▶ _Brief_
Output every line of the records below as a numbered list, skipping any blank lines and leaving out the pictures.

▶ _Records supplied_
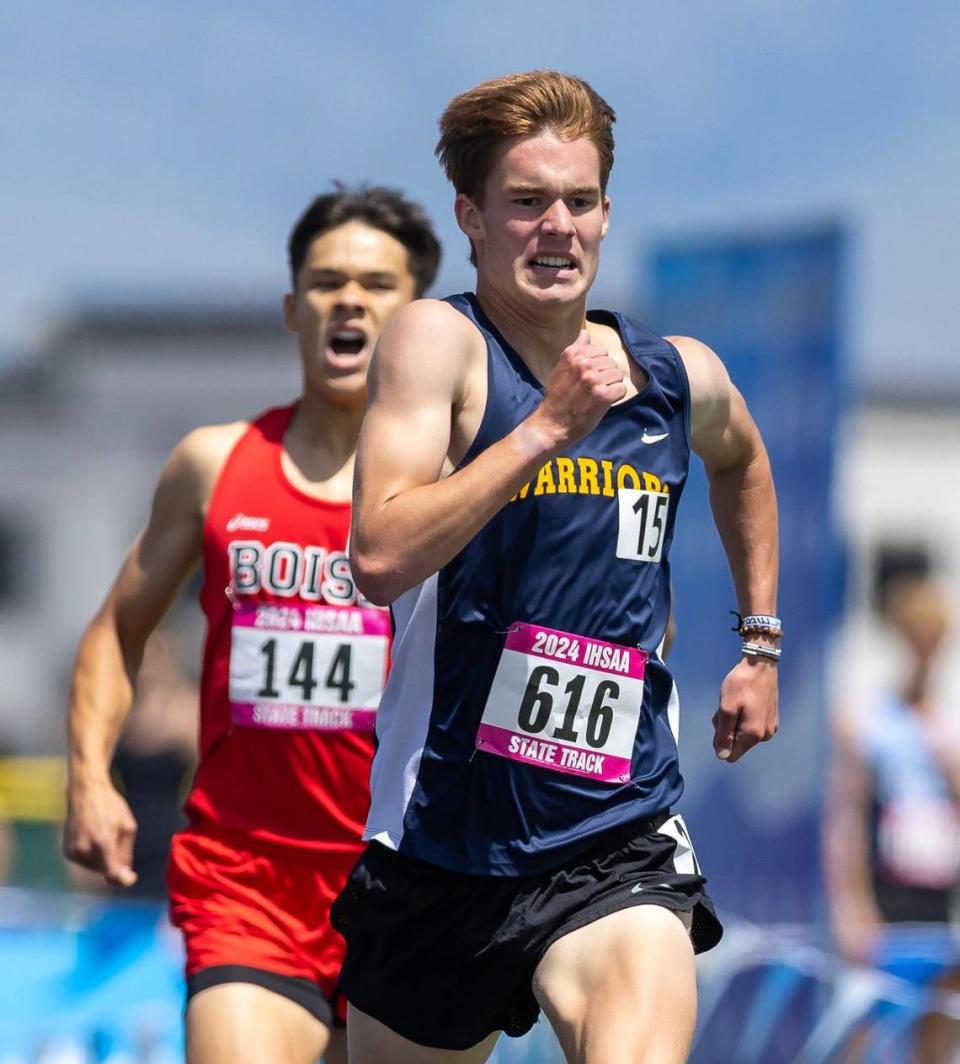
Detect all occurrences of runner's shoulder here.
[379,299,484,365]
[160,421,250,506]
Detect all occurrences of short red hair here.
[436,70,616,206]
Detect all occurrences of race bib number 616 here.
[476,624,647,783]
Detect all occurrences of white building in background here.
[0,306,960,752]
[0,304,300,753]
[830,391,960,713]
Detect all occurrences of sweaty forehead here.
[491,131,600,188]
[303,221,409,276]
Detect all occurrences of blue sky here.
[0,0,960,383]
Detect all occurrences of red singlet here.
[186,406,381,855]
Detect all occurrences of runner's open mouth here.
[530,255,577,269]
[330,329,367,354]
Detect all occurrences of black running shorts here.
[331,814,723,1049]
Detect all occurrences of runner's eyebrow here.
[507,184,600,196]
[310,267,397,284]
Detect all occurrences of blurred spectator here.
[825,579,960,1064]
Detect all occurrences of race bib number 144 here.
[230,602,390,731]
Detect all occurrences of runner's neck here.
[477,279,586,381]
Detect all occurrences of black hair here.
[286,181,441,297]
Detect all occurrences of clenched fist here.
[533,329,627,448]
[64,780,136,886]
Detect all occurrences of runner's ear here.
[453,193,483,240]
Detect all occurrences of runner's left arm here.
[671,336,779,762]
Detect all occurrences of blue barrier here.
[0,888,960,1064]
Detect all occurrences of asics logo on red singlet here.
[227,514,270,532]
[227,539,358,605]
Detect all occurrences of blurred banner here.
[0,887,563,1064]
[0,887,183,1064]
[0,887,960,1064]
[647,226,844,922]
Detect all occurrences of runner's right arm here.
[64,426,243,886]
[350,300,626,605]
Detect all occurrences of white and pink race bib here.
[230,602,390,731]
[477,624,648,783]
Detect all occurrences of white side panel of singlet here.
[363,573,437,849]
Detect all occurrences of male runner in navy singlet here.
[332,71,779,1064]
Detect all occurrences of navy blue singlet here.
[364,294,690,876]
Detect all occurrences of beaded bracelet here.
[740,643,783,662]
[730,610,783,638]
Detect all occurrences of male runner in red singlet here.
[65,188,440,1064]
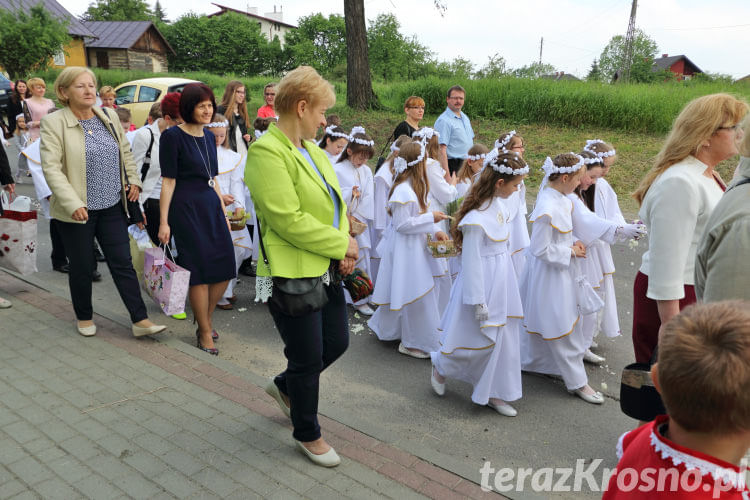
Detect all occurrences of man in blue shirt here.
[434,85,474,177]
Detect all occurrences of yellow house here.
[0,0,97,68]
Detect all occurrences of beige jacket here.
[39,107,141,224]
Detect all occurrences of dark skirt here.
[633,271,695,363]
[169,179,236,286]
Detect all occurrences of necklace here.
[190,134,216,187]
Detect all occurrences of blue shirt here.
[297,148,340,229]
[434,107,474,159]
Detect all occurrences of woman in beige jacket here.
[40,67,166,337]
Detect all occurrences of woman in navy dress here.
[159,83,235,355]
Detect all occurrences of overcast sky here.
[60,0,750,78]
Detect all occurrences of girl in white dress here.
[333,127,375,316]
[430,149,529,417]
[495,130,529,279]
[412,127,458,314]
[456,144,490,199]
[370,135,411,283]
[318,125,349,165]
[367,142,448,359]
[207,113,253,310]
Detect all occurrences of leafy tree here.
[474,52,507,79]
[81,0,154,21]
[599,29,658,81]
[0,4,70,80]
[285,13,346,76]
[512,61,557,79]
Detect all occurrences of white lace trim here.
[255,271,331,304]
[651,430,744,489]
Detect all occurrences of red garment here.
[258,104,276,118]
[602,415,750,500]
[633,271,695,363]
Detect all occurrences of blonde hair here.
[26,76,47,89]
[99,85,117,97]
[274,66,336,115]
[656,300,750,434]
[54,66,96,106]
[632,94,748,205]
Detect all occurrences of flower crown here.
[542,152,585,177]
[349,126,375,147]
[326,125,349,140]
[495,130,516,149]
[482,148,529,175]
[583,139,617,158]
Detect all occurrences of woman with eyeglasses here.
[216,80,251,157]
[393,95,424,139]
[633,94,748,363]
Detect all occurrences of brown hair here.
[632,94,748,205]
[451,152,526,250]
[388,142,430,213]
[219,80,250,129]
[656,301,750,434]
[456,144,490,182]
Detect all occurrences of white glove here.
[615,224,646,240]
[474,304,490,321]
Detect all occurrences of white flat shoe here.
[568,388,604,405]
[294,439,341,467]
[398,343,430,359]
[583,349,606,365]
[265,379,292,418]
[354,304,375,316]
[76,323,96,337]
[487,401,518,417]
[430,365,445,396]
[132,325,167,337]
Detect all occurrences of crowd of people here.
[0,67,750,486]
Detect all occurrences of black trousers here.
[268,285,349,442]
[448,158,464,178]
[58,202,148,323]
[143,198,161,247]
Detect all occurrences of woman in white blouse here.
[633,94,748,363]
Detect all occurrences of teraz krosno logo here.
[479,458,747,498]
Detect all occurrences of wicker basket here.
[427,235,458,259]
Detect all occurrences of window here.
[138,85,161,102]
[115,85,135,105]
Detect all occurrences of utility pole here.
[620,0,638,83]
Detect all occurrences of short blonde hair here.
[55,66,96,106]
[99,85,117,97]
[656,300,750,435]
[274,66,336,115]
[26,76,47,89]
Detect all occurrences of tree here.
[0,4,70,80]
[81,0,154,21]
[344,0,378,109]
[599,29,659,81]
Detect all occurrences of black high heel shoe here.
[195,328,219,356]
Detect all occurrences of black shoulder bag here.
[255,215,328,318]
[102,108,143,225]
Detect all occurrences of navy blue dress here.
[159,126,236,286]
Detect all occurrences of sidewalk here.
[0,270,501,500]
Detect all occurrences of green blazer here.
[245,123,349,278]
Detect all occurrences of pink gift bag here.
[143,247,190,316]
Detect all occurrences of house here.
[0,0,96,68]
[651,54,703,80]
[207,3,297,47]
[83,21,175,73]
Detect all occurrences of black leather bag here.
[256,217,328,318]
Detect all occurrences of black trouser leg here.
[269,285,349,442]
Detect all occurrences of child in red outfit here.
[602,301,750,500]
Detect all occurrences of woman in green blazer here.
[245,66,358,467]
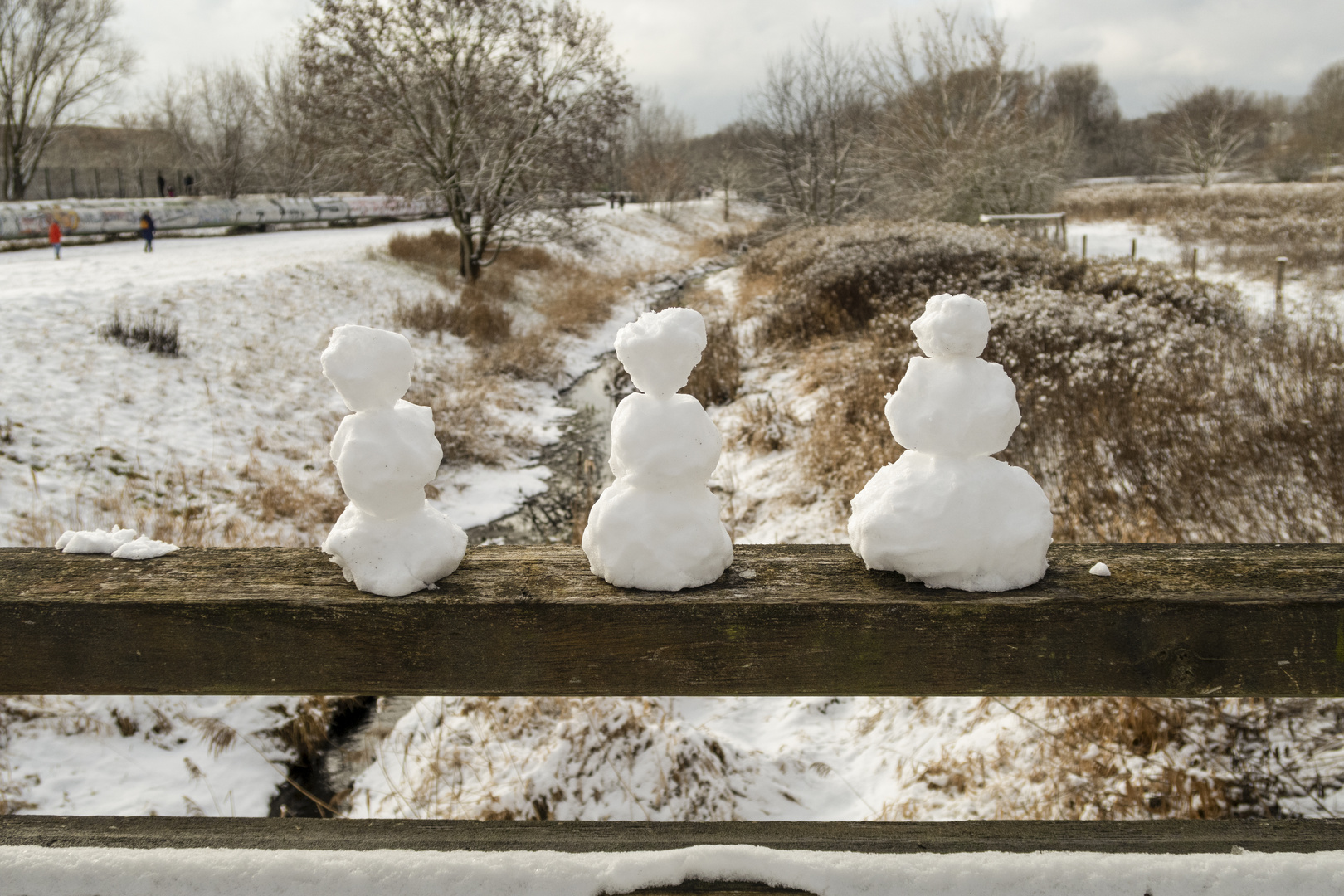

▶ _Response to this task_
1. Detect all occurrences of runner's shoulder here.
2. [379,299,484,365]
3. [160,421,250,506]
4. Detect all occurrences of short red hair here.
5. [436,70,616,206]
6. Detect all occurrences of race bib number 616 here.
7. [476,624,647,783]
8. Detect all occurrences of white building in background here.
9. [0,306,960,752]
10. [0,304,300,753]
11. [830,391,960,713]
12. Detect all occurrences of sweaty forehead here.
13. [491,131,600,188]
14. [303,221,409,276]
15. Detect all occurrences of blue sky here.
16. [0,0,960,383]
17. Detect all occurrences of red singlet here.
18. [186,406,381,855]
19. Detect all occurrences of runner's open mouth here.
20. [530,255,577,269]
21. [330,329,367,354]
22. Detect all occurrences of black running shorts here.
23. [331,814,723,1049]
24. Detect all occurrences of runner's eyebrow here.
25. [507,184,600,196]
26. [310,267,397,284]
27. Detect all occurrences of blurred spectator here.
28. [825,579,960,1064]
29. Detect all occurrences of race bib number 144 here.
30. [230,602,390,731]
31. Detect all occurrences of runner's neck here.
32. [477,279,586,381]
33. Detect all occurrences of black hair here.
34. [286,181,441,297]
35. Detect all occurrences of clenched fist here.
36. [533,329,627,448]
37. [64,780,136,886]
38. Detect all occurrences of runner's ear here.
39. [453,193,483,240]
40. Detect all occurrences of runner's left arm here.
41. [671,336,779,762]
42. Detect all occurrences of blue barrier here.
43. [0,888,960,1064]
44. Detect all occurrences of asics logo on red singlet here.
45. [227,514,270,532]
46. [227,539,358,605]
47. Detect all occurrences of blurred banner here.
48. [0,887,563,1064]
49. [0,887,183,1064]
50. [0,887,960,1064]
51. [647,226,844,922]
52. Detect all occurrences of runner's right arm here.
53. [64,426,243,886]
54. [350,300,626,605]
55. Detect all occurrences of white and pink race bib here.
56. [230,602,390,731]
57. [477,624,648,783]
58. Detect all occurrences of white side panel of singlet here.
59. [363,573,437,849]
60. Detect all occurrences of male runner in navy singlet here.
61. [332,71,779,1064]
62. Detect all occurrences of navy blue singlet here.
63. [364,294,690,876]
64. Detect all occurrences of beaded bracelet here.
65. [740,643,783,662]
66. [730,610,783,638]
67. Detect all occurrences of male runner in red singlet here.
68. [65,188,440,1064]
69. Detect all occurrences of man in blue shirt here.
70. [434,85,474,177]
71. Detect all occurrences of yellow house here.
72. [0,0,97,68]
73. Detect all occurrences of beige jacket here.
74. [39,107,141,224]
75. Detect all occurrences of dark skirt here.
76. [633,271,695,363]
77. [169,179,236,286]
78. Detect all occurrences of necklace here.
79. [190,134,216,187]
80. Detect all occurrences of blue shirt here.
81. [297,148,340,229]
82. [434,107,474,159]
83. Detect all occurrences of woman in beige jacket here.
84. [40,67,166,337]
85. Detect all occurrences of woman in navy dress here.
86. [159,83,235,355]
87. Detect all occurrences of overcast sky here.
88. [60,0,750,78]
89. Detect all occurrences of girl in white dress here.
90. [333,127,375,316]
91. [430,149,529,417]
92. [495,130,529,279]
93. [412,127,458,314]
94. [456,144,490,199]
95. [370,135,411,283]
96. [318,125,349,165]
97. [367,142,448,359]
98. [207,113,253,310]
99. Detect all occurrences of leafy tree here.
100. [474,52,507,79]
101. [81,0,154,21]
102. [599,29,658,81]
103. [0,4,70,80]
104. [285,13,346,76]
105. [512,61,557,79]
106. Detect all occurrences of white lace trim here.
107. [255,271,331,304]
108. [651,430,744,489]
109. Detect all occurrences of red garment here.
110. [258,104,276,118]
111. [602,415,750,500]
112. [633,271,695,363]
113. Detect all occurrences of blonde hair here.
114. [26,76,47,89]
115. [99,85,117,97]
116. [274,66,336,115]
117. [656,300,750,434]
118. [54,66,96,106]
119. [632,94,748,205]
120. Detect all occurrences of flower crown here.
121. [542,152,585,177]
122. [349,126,375,147]
123. [326,125,349,140]
124. [495,130,516,149]
125. [482,148,529,175]
126. [583,139,617,158]
127. Detect all occurrences of woman with eyeglasses here.
128. [216,80,251,157]
129. [393,95,424,139]
130. [633,94,748,363]
131. Detect all occurrences of brown hair here.
132. [632,94,748,205]
133. [451,152,526,250]
134. [388,142,430,213]
135. [219,80,250,129]
136. [656,301,750,434]
137. [456,144,490,182]
138. Detect all occurrences of white glove here.
139. [615,224,646,240]
140. [474,304,490,321]
141. Detect all occurrences of white flat shoe here.
142. [568,388,604,405]
143. [294,439,341,467]
144. [398,343,430,359]
145. [583,349,606,365]
146. [265,379,292,418]
147. [354,304,375,316]
148. [76,323,96,337]
149. [487,401,518,417]
150. [430,365,445,396]
151. [132,325,167,337]
152. Detect all occurrences of crowd of people here.
153. [0,67,750,486]
154. Detect all occurrences of black trousers here.
155. [268,285,349,442]
156. [448,158,464,178]
157. [58,202,148,323]
158. [143,198,161,247]
159. Detect all occurrences of woman in white blouse here.
160. [633,94,748,363]
161. Detect all occurrences of teraz krosno logo here.
162. [479,458,747,498]
163. Detect all occurrences of wicker basket here.
164. [427,235,458,259]
165. Detect all occurrences of window here.
166. [138,85,161,102]
167. [115,85,135,105]
168. Detect all occurrences of utility pole here.
169. [620,0,638,83]
170. Detect all occurrences of short blonde hair here.
171. [55,66,96,106]
172. [99,85,117,97]
173. [656,300,750,435]
174. [274,66,336,115]
175. [26,76,47,89]
176. Detect all occurrences of tree here.
177. [0,4,70,80]
178. [81,0,154,21]
179. [344,0,378,109]
180. [599,29,659,81]
181. Detect all occurrences of black high heel shoe here.
182. [195,328,219,356]
183. Detect all occurrences of black shoulder bag here.
184. [255,215,328,318]
185. [102,108,143,225]
186. Detect all occurrences of navy blue dress here.
187. [159,126,236,286]
188. Detect all occurrences of sidewalk here.
189. [0,270,501,500]
190. Detect all occurrences of green blazer here.
191. [245,123,349,278]
192. Detect all occurrences of pink gift bag here.
193. [143,247,190,316]
194. Detect all occurrences of house here.
195. [0,0,96,68]
196. [651,54,703,80]
197. [207,3,297,47]
198. [83,21,175,73]
199. Detect all occurrences of black leather bag here.
200. [256,217,328,318]
201. Detect all occurrences of black trouser leg here.
202. [269,285,349,442]
203. Detect all occurrences of child in red outfit here.
204. [602,301,750,500]
205. Detect all occurrences of woman in green blazer here.
206. [245,66,358,467]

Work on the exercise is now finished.